THE PROBLEM: Match the string "rider" against each line below, and copy every line that matches.

(Data records)
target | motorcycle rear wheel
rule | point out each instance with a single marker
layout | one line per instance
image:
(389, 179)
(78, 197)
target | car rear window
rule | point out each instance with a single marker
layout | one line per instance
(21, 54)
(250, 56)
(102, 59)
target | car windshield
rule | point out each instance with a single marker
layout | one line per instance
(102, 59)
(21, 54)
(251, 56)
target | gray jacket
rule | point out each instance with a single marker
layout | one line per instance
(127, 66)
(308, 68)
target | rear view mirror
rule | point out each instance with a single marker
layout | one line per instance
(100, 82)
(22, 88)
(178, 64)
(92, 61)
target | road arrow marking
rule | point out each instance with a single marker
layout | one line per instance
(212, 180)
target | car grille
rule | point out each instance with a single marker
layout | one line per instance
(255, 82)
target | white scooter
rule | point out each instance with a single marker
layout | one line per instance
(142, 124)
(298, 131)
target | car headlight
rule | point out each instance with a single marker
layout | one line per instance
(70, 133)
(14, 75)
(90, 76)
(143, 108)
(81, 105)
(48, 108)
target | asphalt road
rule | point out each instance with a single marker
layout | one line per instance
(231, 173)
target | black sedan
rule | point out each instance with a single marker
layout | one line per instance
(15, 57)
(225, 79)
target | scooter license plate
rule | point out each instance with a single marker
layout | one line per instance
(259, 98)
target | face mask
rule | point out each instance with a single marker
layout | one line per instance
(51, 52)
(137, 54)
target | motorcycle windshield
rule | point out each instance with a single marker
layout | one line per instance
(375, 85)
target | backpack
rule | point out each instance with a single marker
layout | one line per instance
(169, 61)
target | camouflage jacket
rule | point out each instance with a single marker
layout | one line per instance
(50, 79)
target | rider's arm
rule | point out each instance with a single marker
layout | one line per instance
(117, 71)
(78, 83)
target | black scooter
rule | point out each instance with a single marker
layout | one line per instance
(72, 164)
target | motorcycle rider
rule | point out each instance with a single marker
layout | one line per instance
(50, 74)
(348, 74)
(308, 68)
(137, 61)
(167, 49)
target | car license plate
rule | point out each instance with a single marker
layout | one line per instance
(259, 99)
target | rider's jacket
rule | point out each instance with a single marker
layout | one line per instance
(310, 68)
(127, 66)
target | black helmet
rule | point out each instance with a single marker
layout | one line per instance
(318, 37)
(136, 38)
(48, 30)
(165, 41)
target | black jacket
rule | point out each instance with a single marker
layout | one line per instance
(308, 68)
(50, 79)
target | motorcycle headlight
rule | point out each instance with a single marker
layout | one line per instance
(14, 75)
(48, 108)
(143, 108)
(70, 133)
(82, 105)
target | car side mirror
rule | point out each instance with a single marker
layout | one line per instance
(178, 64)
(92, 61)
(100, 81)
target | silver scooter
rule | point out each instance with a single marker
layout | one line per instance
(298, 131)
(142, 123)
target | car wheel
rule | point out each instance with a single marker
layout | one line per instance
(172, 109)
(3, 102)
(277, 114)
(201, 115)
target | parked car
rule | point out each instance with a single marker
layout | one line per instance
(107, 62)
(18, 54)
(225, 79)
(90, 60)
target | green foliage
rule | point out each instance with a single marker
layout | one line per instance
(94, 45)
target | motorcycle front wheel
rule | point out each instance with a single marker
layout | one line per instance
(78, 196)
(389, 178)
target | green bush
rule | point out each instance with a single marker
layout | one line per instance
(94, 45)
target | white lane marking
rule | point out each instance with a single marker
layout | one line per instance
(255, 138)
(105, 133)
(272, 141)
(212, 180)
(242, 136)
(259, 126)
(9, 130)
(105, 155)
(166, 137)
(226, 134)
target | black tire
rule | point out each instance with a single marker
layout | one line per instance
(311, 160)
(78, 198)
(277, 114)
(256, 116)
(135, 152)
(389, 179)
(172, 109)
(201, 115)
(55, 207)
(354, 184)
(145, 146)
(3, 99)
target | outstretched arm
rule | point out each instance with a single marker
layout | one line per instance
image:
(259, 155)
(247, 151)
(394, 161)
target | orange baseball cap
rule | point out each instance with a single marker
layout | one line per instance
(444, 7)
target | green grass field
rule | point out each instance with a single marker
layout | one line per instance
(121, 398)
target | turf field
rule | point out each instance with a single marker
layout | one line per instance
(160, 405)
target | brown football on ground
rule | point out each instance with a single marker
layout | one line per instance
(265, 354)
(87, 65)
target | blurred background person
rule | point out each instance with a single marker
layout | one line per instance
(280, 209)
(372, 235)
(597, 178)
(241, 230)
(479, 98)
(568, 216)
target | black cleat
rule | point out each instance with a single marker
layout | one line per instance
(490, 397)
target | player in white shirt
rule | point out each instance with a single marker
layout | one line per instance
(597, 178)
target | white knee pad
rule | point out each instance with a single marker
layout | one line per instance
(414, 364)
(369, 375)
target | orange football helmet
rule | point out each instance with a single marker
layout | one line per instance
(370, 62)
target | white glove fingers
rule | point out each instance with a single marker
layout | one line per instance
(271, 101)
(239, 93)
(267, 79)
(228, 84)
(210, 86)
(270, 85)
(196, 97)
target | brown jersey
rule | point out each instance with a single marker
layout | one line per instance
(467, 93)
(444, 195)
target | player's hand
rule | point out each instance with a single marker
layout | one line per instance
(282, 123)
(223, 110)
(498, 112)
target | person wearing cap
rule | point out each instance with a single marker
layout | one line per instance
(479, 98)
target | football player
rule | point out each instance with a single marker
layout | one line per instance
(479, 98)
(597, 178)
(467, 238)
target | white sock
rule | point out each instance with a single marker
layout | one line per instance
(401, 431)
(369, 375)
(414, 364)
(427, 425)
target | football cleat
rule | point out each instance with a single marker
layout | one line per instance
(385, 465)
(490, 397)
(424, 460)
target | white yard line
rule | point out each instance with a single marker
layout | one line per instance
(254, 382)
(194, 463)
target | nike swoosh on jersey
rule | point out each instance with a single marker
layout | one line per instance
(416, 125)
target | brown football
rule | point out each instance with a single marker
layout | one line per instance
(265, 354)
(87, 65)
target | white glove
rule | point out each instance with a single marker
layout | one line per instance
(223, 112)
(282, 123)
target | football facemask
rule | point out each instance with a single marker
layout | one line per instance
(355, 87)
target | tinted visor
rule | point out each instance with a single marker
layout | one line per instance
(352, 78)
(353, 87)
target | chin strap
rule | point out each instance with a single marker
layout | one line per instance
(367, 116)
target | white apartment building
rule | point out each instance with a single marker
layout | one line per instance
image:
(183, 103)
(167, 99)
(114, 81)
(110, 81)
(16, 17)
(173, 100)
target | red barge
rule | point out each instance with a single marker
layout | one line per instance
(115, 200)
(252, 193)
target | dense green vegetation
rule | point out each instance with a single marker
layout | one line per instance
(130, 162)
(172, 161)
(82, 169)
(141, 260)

--

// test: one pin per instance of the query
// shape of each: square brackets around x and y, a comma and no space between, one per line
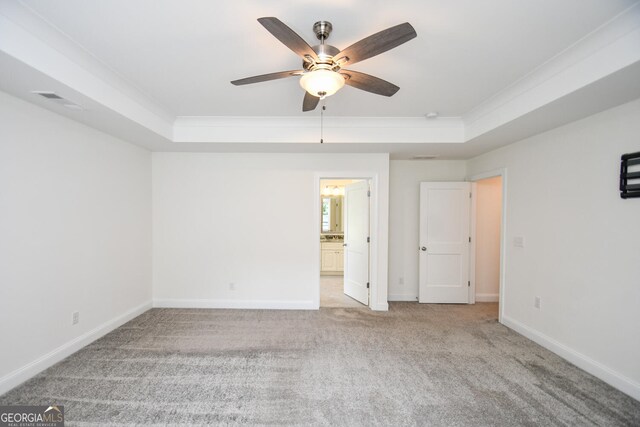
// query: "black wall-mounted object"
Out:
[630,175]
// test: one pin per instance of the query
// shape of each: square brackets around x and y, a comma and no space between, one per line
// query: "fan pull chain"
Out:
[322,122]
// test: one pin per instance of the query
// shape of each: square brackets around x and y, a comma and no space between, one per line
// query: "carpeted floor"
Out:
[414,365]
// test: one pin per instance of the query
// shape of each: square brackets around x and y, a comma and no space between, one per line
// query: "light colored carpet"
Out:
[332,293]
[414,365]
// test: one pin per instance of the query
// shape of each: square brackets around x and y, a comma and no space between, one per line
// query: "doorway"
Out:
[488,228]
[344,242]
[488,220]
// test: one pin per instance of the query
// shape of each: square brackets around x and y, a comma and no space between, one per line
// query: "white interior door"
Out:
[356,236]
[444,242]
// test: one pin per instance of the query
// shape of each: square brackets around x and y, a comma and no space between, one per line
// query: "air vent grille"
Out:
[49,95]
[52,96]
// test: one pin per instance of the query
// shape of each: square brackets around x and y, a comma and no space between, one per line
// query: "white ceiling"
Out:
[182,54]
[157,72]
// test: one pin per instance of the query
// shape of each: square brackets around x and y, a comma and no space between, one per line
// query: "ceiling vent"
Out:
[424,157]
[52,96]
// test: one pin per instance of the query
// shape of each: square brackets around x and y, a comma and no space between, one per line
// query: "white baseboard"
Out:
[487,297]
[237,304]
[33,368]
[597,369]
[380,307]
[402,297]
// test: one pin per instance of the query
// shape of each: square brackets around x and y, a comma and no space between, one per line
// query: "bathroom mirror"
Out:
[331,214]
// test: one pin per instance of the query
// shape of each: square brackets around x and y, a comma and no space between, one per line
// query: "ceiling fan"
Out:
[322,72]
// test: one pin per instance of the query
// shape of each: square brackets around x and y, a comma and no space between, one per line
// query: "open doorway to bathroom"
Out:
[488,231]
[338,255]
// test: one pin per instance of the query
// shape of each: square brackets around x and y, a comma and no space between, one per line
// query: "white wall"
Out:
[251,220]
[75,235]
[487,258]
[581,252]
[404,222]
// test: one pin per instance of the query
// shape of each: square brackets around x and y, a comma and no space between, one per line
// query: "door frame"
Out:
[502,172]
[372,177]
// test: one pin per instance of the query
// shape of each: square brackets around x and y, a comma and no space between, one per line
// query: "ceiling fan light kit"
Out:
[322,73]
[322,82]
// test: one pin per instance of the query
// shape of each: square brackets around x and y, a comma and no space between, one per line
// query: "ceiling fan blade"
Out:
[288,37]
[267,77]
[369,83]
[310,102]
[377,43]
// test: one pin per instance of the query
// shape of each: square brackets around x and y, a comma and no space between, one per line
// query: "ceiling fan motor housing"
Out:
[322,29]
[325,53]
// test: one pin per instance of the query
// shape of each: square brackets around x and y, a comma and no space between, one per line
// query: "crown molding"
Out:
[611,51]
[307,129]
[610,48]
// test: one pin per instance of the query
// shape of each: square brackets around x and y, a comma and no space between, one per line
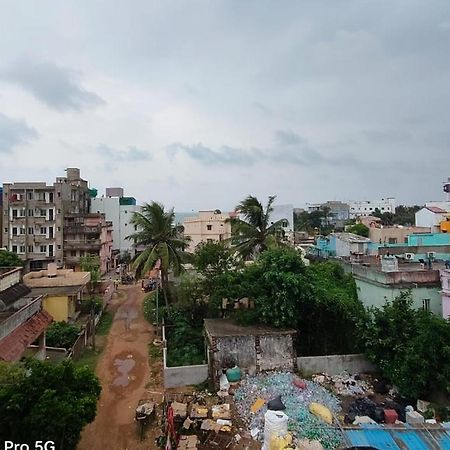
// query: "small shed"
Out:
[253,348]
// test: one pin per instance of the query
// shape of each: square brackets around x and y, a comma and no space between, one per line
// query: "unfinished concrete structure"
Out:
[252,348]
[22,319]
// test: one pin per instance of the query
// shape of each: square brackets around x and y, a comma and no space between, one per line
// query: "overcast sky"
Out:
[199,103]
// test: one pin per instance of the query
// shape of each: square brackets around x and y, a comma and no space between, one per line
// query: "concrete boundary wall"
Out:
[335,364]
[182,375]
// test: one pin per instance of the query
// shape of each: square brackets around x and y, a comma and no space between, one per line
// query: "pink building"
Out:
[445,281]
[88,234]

YOUR SOLUTION:
target | rider's arm
target | motorcycle rider
target | rider's jacket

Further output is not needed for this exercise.